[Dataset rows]
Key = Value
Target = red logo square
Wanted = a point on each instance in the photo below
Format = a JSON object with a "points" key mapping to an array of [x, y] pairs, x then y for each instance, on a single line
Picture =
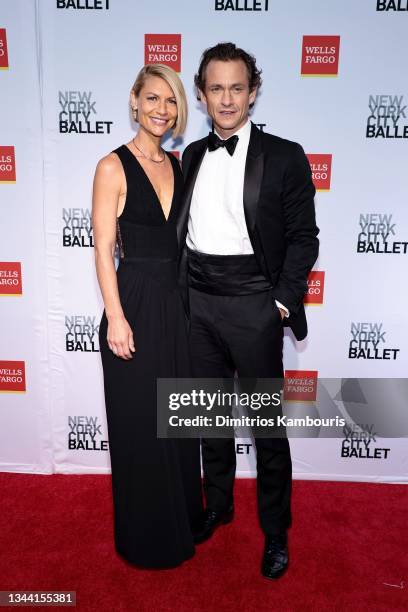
{"points": [[315, 288], [163, 49], [320, 164], [12, 377], [320, 55], [3, 50], [7, 165], [10, 278]]}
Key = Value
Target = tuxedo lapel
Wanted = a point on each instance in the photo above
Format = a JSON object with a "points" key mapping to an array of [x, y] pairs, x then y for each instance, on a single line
{"points": [[253, 178], [190, 180]]}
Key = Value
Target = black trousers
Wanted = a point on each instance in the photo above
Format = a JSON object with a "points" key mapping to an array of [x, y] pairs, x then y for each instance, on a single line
{"points": [[242, 334]]}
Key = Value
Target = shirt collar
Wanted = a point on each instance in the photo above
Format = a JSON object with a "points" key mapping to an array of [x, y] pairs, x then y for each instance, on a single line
{"points": [[243, 133]]}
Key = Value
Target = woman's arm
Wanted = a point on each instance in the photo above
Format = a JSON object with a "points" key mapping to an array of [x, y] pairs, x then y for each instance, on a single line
{"points": [[107, 187]]}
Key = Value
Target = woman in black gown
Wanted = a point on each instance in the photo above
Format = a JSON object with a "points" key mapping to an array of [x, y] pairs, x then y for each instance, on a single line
{"points": [[156, 483]]}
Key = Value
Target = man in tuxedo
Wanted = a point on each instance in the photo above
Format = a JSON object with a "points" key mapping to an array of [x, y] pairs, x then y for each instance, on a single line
{"points": [[249, 240]]}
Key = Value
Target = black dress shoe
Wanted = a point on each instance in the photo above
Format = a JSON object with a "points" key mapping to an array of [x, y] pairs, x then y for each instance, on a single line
{"points": [[211, 520], [276, 558]]}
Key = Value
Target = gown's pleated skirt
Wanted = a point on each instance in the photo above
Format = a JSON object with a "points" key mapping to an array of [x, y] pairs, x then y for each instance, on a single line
{"points": [[155, 482]]}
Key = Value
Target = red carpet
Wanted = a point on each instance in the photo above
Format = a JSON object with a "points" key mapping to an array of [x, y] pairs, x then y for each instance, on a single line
{"points": [[348, 545]]}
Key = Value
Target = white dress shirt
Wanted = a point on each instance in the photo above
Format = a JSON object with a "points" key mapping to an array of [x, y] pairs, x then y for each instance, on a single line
{"points": [[217, 223]]}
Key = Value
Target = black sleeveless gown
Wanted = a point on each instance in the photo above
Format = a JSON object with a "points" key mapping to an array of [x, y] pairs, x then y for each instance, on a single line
{"points": [[156, 483]]}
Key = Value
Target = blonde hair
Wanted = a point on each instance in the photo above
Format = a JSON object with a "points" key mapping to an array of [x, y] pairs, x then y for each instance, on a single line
{"points": [[173, 80]]}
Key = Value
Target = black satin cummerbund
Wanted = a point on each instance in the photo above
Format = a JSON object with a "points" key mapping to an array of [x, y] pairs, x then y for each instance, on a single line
{"points": [[225, 274]]}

WRITTEN INSTRUCTION: Copy out the data above exactly, except the pictures.

RESULT OF THIS EXERCISE:
Key = Value
Target = red logo square
Wanted = a point on each instance in the photo below
Format = a JSON object with a "points" key mapping to an array of [x, y] pairs, x then y for each instance, on a single line
Picture =
{"points": [[315, 288], [163, 49], [320, 164], [12, 377], [320, 55], [3, 50], [7, 165], [10, 278]]}
Key = Value
Target = tuxedo lapel
Wanted = a point on each instance in the photo above
Format = a JSON object with a "points" key mapping to an array of [x, y] pairs, x then y for each instance, on a single line
{"points": [[253, 178], [190, 180]]}
Key = Value
Target = black trousers
Wanted = a point on each instance in the photo above
Format = a JSON object with a "points" key mapping to an array of [x, y] pairs, x then y for each instance, on a single line
{"points": [[242, 334]]}
Key = Value
Target = shirt collar
Wanted = a point on each instance in the photo above
Format = a JSON object with a "points" key mapping to an array of [x, y] pairs, x then y for each instance, on a single line
{"points": [[243, 133]]}
Key = Value
Target = woman's arm
Wanted = a point on each instance in the photo above
Format = a JSON object with a "points" key mapping to an array of [x, y] pairs, x then y for each instance, on a single line
{"points": [[107, 187]]}
Key = Value
Target = woman in black gown
Wanted = a point on each instance in the photo above
Format = a JSON object with a "points" key mapping to an array of [x, y] pairs, x then y for each instance, on a single line
{"points": [[156, 483]]}
Key = Value
Target = man in tuxedo
Wanted = a point on each instance in the photo above
Format = a JSON object with a "points" key mapping to an array of [x, y] pairs, x then y for each instance, on a single line
{"points": [[249, 240]]}
Key = Value
Target = black dress shoe
Wanted = a point on each instance in the photo above
Format = a JSON object with a "points" key mapping to an array of [x, y] pairs, x then y for each instance, on a single line
{"points": [[211, 520], [276, 558]]}
Key = Value
Target = gown's pleated skirt
Wanted = a point on each instance in the photo above
Format = a JSON object with a "points" key mapping to an array of [x, y] pairs, x then y for each instance, on a single line
{"points": [[155, 482]]}
Key = Value
Target = red carpet
Wanted = a point on each instance in the photo above
Format = a JSON object with a "points" key mapping to an array of [x, y] pairs, x then y for each instance, on a single line
{"points": [[348, 545]]}
Key = Value
Target = white dress shirt
Wanted = a point on each instance in the photo above
Format = a JSON object with a "points" key mapping to an array of [x, y] pairs, x then y for each instance, on a single line
{"points": [[217, 223]]}
Key = Value
Target = black sleeveless gown
Wanted = a point on each instance in the photo above
Format = a JSON object with a "points" key mapping to an array of [x, y] pairs, x then y for each instance, on a single line
{"points": [[156, 483]]}
Key = Value
Target = blonde hair
Wanted = a point on each instance in the photo above
Format = a JSON object with a "points" key mapping to an array of [x, y] pairs, x then y for each instance, on a single line
{"points": [[173, 80]]}
Key = Value
Target = black satin cummerbund
Wanted = a point on each instance in the photo above
Format = a JSON object with a "points" key mapping to an array of [x, y] pairs, x then y for each instance, on a single line
{"points": [[225, 274]]}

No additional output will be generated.